■ **Extract provided**
+-------+

Konkle v. State, 253 N.E.3d 1068, 1090–91 (Ind. 2025).
[24] A person commits Level 4 felony child molesting when that person, with a child under 14 years old, “performs or submits to any fondling or touching, of either the child or the older person, with intent to arouse or to satisfy the sexual desires of either the child or the older person.” I.C. § 35-42-4-3(b). Gordon does not challenge any specific element of his conviction but instead focuses his argument on the claim that B.G.’s testimony was incredibly dubious.
[25] Generally, a “conviction can be sustained on only the uncorroborated testimony of a single witness, even when that witness is the victim.” Bailey v. State, 979 N.E.2d 133, 135 (Ind. 2012)) (citing Ferrell v. State, 565 N.E.2d 1070, 1072–73 (Ind. 1991)). However, under the incredible dubiosity rule, a court will impinge upon the jury's duty to judge witness credibility if there is (1) a sole testifying witness; (2) testimony that is inherently contradictory, equivocal, or the result of coercion; and (3) a complete absence of circumstantial evidence. Moore v. State, 27 N.E.3d 749, 755–56 (Ind. 2015) (quoting Tillman v. State, 642 N.E.2d 221, 223 (Ind. 1994)). Our Supreme Court has explained that “while incredible dubiosity provides a standard that is not impossible to meet, it is a difficult standard to meet, and one that requires great ambiguity and inconsistency in the evidence. The testimony must be so convoluted and/or contrary to human experience that no reasonable person could believe it.” Id. (internal quotation marks, alteration, and citation omitted) (quoting Edwards v. State, 753 N.E.2d 618, 622 (Ind. 2001)).
[26] Gordon argues B.G.’s testimony was incredibly dubious because although she testified that Gordon molested her, “her actions indicated nothing was happening” during the incident. Appellant's Br. at 62. For instance, Gordon asserts that “B said she did not reach out to get the attentions of others” during the incident, which meant she was not in “danger” because “[s]he avoided taking steps to end or avoid the harm by altering others.” Id. at 63.5 In other words, Gordon does not claim that B.G.’s testimony was inherently contradictory, equivocal, or coerced; nor does he claim that there was a complete lack of circumstantial evidence. In fact, B.G. consistently testified that he put his hands in her shorts and directly touched her vagina and buttocks. Cates testified that she observed B.G. and Gordon lying next to one another around the time of the incident. We thus cannot say that B.G.’s testimony was incredibly dubious.

+-------+

■ **Given data**
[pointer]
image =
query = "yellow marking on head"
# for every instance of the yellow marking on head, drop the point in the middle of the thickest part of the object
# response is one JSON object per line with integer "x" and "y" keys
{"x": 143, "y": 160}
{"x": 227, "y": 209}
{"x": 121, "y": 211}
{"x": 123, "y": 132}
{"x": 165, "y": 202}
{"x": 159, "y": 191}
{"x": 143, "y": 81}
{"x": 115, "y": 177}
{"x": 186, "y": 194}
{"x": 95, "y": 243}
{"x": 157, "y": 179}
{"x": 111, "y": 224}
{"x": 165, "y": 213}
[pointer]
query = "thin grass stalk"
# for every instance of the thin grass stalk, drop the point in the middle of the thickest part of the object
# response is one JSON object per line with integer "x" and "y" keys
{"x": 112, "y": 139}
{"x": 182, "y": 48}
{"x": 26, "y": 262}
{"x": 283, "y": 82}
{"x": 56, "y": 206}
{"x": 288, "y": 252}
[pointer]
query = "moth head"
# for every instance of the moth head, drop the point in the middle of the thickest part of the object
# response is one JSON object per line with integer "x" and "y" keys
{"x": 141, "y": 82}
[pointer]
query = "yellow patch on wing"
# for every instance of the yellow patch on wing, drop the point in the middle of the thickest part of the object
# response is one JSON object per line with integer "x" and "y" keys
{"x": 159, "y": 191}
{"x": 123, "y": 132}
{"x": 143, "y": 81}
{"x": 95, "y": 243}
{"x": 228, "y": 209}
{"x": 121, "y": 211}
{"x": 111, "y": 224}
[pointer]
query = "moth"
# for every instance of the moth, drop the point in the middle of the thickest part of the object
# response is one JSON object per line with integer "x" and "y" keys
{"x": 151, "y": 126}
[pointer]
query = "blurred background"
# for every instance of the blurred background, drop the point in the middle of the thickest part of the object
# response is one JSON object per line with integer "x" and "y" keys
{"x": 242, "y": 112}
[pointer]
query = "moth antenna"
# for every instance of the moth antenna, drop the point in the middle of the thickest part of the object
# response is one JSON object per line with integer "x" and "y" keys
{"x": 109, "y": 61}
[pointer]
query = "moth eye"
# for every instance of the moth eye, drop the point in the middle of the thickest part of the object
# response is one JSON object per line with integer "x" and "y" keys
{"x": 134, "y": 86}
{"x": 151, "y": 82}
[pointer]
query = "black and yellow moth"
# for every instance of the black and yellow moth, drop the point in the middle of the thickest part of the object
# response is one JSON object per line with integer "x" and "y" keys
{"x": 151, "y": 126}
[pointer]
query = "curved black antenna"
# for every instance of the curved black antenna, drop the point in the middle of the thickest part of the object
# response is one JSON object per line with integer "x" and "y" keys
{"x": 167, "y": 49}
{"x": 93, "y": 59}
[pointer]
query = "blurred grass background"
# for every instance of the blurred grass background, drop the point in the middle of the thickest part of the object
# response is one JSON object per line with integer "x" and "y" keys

+-------+

■ **What you need to do**
[a] Answer these questions using the court opinion excerpt on Gordon's appeal.
(i) Under what age must a child be for the conduct described to count as Level 4 felony child molesting?
(ii) What three circumstances must be present for a court to apply the incredible dubiosity rule?
(iii) What did Cates testify that she observed?
[b] Carry on the court opinion on Gordon's child molesting appeal from the point where it stops.

■ **The replies**
[a]
(i) Under 14 years old.
(ii) There must be (1) a sole testifying witness, (2) testimony that is inherently contradictory, equivocal, or the result of coercion, and (3) a complete absence of circumstantial evidence.
(iii) She observed B.G. and Gordon lying next to one another around the time of the incident.

[b]
[27] Furthermore, to the extent Gordon challenges the sufficiency of the evidence supporting his conviction on the basis that B.G.’s testimony was contrary to human experience, this argument also fails. In support, Gordon points to scientific articles 6 discussing “[r]eflexive self-protection,” which he claims is “involuntary.” Appellant's Br. at 61. Gordon asserts that once “instinct involuntarily kicks in to avoid danger, doing nothing means there is no danger or else one would act.” Id. at 62. Gordon made a similar argument to the jury during closing argument:
Kids have a reflex when they're scared they yell for mom. People when they're scared have a reflex, it's called yelling for help․ Now, if a person is in danger and there's several people nearby, what do you do? You yell for help․ You know how you wake people when something like this is happening? You say Hey! Get off of me! Hey! Help! Hey! Stop! Because people act like people․ Well think about that, if all you got to do is something so simple and you don't do it, the question becomes if people act like people then the solution is because they didn't need to. Because it didn't happen․ That kid knew [Cates] was up. Knew [Cates] had ears, knew she was conscious and yet [B.G.] expects you to believe she was molested when there's an adult in the house awake and 2 other kids, 5 dogs or does she expect you feel sorry for her so you'll believe it and that's why you can't be sympathetic in these cases.
Tr. Vol. II at 44–46 (errors in original). The jury did not discredit B.G. because of how she reacted to Gordon molesting her. See Konkle, 253 N.E.3d at 1090–91 (citing Teising, 226 N.E.3d at 783). B.G.’s reaction to her own father molesting her is not necessarily contrary to human experience. Based on the foregoing, we cannot say the State failed to present sufficient evidence to support Gordon's conviction for child molesting.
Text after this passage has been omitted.